> **ZU PRÜFENDER TEXT**:
§ §

Der Emmentaler AOP ist immer noch einer der beliebtesten Käse im In- wie im Ausland. Seinen Namen hat der berühmte Käse vom Tal mit dem Fluss Emme im Kanton Bern erhalten. Dort kann die Käseherstellung bis ins 13. Jahrhundert zurückverfolgt werden. Emmentaler AOP wird heute in rund 100 Dorfkäsereien hergestellt, aus frischer Milch von Kühen, die Gras und Heu fressen. Für ein Kilogramm Käse braucht es etwa 12 Liter Milch. Trotzdem hat es der Traditionskäse aus der Schweiz nicht leicht am Markt. Die BauernZeitung hat mit Urs Schluechter, dem neuen Direktor von Emmentaler Switzerland, welcher per 1. Juni das Ruder übernommen hat, gesprochen.

Sie sind seit dem 1. Juni 2022 neuer Direktor von Emmentaler Switzerland. Können Sie sich kurz unseren Lesern vorstellen?

Urs Schluechter: Als Sohn eines Käsermeisters wurde mir die Passion rund um das Käsereihandwerk bereits in jungen Jahren mitgegeben. Heute bin ich seit über 30 Jahren im Bereich Fast Moving Consumer Goods (schnelldrehende Produkte) tätig – vom eigenen Start-up über KMUs bis zum grössten internationalen Lebensmittelkonzern mit Sitz in der Schweiz – und verfüge über langjährige Erfahrung in den Bereichen Marketing, Trade Marketing, Verkauf und Geschäftsleitung auf nationaler sowie internationaler Ebene (China). Meine sehr guten Kenntnisse des Retail- sowie auch des Gastrokanals in der Schweiz sind sicherlich ein weiterer Pluspunkt.

§ §

Gespeicherte Datensätze
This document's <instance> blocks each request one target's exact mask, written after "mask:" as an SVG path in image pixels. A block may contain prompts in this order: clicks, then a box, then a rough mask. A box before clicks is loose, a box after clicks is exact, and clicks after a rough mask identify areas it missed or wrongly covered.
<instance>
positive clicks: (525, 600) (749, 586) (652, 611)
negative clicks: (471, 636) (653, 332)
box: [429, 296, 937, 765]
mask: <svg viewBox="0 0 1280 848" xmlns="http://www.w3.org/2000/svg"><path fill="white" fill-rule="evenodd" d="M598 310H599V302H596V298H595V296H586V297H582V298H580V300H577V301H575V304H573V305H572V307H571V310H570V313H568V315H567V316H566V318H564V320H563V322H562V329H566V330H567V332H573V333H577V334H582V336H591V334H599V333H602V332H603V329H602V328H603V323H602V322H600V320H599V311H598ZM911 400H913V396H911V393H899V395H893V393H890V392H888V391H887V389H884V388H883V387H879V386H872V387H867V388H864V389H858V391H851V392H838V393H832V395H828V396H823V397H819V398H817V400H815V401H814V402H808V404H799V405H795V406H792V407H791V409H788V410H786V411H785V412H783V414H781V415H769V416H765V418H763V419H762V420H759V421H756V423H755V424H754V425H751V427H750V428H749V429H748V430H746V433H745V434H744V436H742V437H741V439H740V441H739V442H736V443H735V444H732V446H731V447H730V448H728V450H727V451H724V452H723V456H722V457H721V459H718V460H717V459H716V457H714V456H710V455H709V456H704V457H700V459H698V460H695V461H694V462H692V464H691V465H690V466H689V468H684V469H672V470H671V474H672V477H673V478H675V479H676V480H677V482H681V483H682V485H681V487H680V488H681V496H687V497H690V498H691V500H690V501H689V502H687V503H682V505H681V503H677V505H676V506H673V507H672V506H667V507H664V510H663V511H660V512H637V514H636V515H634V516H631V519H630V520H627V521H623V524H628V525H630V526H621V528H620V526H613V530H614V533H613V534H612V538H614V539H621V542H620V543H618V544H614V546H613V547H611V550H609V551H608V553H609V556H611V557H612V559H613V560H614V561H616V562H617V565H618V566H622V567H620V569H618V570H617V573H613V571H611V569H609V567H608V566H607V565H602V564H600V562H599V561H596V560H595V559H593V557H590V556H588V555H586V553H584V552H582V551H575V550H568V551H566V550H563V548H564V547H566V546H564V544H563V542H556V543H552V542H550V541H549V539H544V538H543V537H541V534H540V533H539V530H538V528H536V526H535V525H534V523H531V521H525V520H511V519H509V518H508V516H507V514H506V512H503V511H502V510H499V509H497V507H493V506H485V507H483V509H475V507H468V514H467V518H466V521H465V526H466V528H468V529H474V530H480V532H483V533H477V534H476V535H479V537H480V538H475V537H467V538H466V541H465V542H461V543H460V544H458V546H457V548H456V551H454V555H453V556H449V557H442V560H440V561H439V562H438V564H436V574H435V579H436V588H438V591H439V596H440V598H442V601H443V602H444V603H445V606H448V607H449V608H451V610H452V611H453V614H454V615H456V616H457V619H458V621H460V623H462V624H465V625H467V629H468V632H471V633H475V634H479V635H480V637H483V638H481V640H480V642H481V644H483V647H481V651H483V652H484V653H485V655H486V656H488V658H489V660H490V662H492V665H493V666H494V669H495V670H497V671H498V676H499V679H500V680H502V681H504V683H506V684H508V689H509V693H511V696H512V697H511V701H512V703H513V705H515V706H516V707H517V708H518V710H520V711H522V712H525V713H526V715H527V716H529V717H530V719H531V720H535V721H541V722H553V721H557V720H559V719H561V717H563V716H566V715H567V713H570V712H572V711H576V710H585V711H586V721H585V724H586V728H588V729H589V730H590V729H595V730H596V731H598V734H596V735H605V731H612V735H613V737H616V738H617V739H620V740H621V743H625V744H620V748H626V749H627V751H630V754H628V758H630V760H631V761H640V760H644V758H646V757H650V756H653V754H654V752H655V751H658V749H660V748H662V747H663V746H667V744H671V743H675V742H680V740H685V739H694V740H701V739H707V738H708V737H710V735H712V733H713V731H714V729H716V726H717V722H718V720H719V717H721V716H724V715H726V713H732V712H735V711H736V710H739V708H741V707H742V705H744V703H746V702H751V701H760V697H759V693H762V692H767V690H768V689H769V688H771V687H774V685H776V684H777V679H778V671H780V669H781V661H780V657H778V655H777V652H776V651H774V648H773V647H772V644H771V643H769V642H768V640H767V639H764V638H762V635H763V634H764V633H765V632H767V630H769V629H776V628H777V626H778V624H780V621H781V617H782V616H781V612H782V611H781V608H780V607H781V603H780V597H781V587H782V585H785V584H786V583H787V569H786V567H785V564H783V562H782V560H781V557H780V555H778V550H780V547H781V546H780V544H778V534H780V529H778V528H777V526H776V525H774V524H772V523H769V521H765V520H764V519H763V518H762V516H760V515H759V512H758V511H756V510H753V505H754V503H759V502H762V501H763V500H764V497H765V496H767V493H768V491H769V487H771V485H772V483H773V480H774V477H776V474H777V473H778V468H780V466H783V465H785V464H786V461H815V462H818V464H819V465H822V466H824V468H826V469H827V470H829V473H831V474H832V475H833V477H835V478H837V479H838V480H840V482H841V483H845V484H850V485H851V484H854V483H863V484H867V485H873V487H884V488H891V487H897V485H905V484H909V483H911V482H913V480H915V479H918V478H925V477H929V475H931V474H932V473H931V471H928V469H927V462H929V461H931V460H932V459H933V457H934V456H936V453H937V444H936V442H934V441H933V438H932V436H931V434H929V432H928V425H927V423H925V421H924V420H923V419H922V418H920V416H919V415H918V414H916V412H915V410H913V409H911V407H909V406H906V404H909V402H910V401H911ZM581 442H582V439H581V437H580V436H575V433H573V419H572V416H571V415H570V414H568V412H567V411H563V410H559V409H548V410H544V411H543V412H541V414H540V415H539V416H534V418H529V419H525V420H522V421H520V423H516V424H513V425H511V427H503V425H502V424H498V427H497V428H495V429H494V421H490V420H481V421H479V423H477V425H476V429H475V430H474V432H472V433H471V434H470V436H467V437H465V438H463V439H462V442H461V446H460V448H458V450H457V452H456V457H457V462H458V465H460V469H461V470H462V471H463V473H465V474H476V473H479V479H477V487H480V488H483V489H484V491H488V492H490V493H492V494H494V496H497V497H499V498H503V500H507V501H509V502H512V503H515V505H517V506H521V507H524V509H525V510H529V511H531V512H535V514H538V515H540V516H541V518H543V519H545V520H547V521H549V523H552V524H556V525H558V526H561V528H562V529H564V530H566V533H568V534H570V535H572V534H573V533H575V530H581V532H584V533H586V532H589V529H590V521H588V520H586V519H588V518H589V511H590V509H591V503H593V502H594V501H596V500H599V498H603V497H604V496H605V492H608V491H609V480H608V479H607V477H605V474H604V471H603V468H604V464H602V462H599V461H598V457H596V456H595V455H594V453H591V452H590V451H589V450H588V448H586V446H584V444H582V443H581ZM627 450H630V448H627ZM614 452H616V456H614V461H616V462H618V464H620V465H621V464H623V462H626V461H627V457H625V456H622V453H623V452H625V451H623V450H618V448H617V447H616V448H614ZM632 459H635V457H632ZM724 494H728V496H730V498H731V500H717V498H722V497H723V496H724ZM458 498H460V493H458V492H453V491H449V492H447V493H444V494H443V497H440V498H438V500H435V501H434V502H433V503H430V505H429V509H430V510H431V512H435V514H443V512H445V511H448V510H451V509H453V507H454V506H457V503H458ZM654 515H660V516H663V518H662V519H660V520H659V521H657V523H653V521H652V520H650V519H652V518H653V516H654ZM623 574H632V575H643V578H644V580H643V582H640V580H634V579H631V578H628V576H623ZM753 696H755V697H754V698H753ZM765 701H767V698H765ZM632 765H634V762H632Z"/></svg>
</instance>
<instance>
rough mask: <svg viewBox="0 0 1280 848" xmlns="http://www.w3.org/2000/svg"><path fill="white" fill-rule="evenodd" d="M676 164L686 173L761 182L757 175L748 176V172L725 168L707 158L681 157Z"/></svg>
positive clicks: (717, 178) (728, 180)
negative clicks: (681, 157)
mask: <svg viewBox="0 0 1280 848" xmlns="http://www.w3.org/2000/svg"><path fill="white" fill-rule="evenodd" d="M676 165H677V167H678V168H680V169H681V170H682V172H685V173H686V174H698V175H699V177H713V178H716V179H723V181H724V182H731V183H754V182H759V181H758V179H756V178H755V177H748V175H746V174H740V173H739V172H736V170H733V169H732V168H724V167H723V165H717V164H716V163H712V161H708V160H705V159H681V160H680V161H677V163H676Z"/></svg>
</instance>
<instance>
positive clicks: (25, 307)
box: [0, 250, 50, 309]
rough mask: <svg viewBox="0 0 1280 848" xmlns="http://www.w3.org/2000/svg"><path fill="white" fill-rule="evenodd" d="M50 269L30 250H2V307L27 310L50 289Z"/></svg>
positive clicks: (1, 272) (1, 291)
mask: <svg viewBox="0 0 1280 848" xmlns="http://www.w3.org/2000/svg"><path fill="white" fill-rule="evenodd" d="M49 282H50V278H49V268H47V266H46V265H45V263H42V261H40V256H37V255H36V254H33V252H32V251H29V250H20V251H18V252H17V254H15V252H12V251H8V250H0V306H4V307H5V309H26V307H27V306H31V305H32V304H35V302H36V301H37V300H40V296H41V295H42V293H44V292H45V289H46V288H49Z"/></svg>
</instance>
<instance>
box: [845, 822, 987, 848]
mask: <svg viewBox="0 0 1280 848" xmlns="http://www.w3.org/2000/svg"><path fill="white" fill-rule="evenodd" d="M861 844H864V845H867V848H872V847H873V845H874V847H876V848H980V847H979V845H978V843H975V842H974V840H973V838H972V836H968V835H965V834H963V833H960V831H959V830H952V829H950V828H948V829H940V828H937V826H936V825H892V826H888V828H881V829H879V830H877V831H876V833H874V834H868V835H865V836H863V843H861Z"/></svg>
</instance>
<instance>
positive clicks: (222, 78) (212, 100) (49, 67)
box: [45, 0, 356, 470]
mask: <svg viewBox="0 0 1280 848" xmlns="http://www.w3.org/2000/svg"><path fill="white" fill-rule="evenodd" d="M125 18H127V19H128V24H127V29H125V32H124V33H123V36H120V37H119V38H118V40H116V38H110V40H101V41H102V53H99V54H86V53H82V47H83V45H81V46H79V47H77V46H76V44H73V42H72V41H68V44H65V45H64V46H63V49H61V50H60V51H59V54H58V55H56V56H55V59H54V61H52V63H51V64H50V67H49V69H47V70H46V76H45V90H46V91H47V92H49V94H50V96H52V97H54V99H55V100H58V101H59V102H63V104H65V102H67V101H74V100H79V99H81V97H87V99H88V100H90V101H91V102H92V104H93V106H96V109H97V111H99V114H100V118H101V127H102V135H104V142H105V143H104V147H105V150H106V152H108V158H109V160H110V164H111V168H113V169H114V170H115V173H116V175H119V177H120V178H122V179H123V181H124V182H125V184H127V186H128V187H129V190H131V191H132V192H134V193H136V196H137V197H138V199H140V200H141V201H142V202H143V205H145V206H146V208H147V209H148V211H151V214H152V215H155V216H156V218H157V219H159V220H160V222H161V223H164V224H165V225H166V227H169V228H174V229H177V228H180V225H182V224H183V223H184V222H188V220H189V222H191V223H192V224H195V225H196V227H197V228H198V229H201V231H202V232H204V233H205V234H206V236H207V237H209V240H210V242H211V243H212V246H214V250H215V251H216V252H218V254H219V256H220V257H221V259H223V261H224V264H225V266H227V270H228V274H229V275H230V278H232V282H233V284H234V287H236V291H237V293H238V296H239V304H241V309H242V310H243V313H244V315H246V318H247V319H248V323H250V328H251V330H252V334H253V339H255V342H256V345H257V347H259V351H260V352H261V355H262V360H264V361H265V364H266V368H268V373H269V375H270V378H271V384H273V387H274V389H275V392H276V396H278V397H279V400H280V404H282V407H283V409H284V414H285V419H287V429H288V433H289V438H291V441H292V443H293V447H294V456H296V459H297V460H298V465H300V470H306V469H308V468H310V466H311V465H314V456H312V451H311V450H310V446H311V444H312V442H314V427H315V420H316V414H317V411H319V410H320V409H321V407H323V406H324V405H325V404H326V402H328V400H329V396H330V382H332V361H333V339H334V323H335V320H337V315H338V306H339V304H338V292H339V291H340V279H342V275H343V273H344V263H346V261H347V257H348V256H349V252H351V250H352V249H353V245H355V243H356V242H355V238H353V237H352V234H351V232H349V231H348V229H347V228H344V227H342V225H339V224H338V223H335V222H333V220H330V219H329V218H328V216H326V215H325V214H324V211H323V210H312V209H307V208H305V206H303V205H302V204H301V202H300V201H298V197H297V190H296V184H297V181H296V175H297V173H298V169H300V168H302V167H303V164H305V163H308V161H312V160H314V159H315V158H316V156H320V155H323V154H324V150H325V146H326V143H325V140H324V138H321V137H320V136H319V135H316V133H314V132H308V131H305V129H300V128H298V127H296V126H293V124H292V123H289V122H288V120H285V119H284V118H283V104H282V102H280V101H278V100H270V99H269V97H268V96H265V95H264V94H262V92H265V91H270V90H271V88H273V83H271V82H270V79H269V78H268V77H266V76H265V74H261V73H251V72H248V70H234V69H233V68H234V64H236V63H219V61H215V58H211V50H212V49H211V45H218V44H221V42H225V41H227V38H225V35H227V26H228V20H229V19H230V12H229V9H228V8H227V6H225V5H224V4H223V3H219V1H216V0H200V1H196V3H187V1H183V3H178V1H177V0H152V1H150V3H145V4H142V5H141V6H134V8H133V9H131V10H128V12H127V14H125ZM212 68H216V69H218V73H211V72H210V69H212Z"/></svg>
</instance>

§ §

> **AUFGABEN**:
A. Übertragen Sie aus dem Text über den Emmentaler AOP wortgetreu den Abschnitt zwischen „Der Emmentaler AOP“ und „unseren Lesern vorstellen?“, beide eingeschlossen.
B. Fassen Sie den Absatz des Textes über den Emmentaler AOP, der mit „Urs Schluechter: Als Sohn eines Käsermeisters“ beginnt, als Stichpunktliste zusammen und behalten Sie dabei die wesentlichen Fakten bei.
C. Beantworten Sie anhand des Textes über den Emmentaler AOP die folgenden Fragen:
(i) In welchem Kanton liegt das Tal, nach dem der Käse benannt ist?
(ii) Seit welchem Datum ist Urs Schluechter Direktor von Emmentaler Switzerland?
(iii) Seit wie vielen Jahren ist er im Bereich Fast Moving Consumer Goods tätig?
Stützen Sie sich ausschließlich auf den Text.

> **ANTWORTEN JE AUFGABE**:
A.
Der Emmentaler AOP ist immer noch einer der beliebtesten Käse im In- wie im Ausland. Seinen Namen hat der berühmte Käse vom Tal mit dem Fluss Emme im Kanton Bern erhalten. Dort kann die Käseherstellung bis ins 13. Jahrhundert zurückverfolgt werden. Emmentaler AOP wird heute in rund 100 Dorfkäsereien hergestellt, aus frischer Milch von Kühen, die Gras und Heu fressen. Für ein Kilogramm Käse braucht es etwa 12 Liter Milch. Trotzdem hat es der Traditionskäse aus der Schweiz nicht leicht am Markt. Die BauernZeitung hat mit Urs Schluechter, dem neuen Direktor von Emmentaler Switzerland, welcher per 1. Juni das Ruder übernommen hat, gesprochen.

Sie sind seit dem 1. Juni 2022 neuer Direktor von Emmentaler Switzerland. Können Sie sich kurz unseren Lesern vorstellen?

B.
- Sohn eines Käsermeisters, der die Leidenschaft für das Käsereihandwerk schon in jungen Jahren mitbekam
- seit über 30 Jahren im Bereich Fast Moving Consumer Goods tätig: vom eigenen Start-up über KMUs bis zum größten internationalen Lebensmittelkonzern mit Sitz in der Schweiz
- langjährige Erfahrung in Marketing, Trade Marketing, Verkauf und Geschäftsleitung auf nationaler und internationaler Ebene (China)
- sehr gute Kenntnisse des Retail- und des Gastrokanals in der Schweiz

C.
(i) Im Kanton Bern.
(ii) Seit dem 1. Juni 2022.
(iii) Seit über 30 Jahren.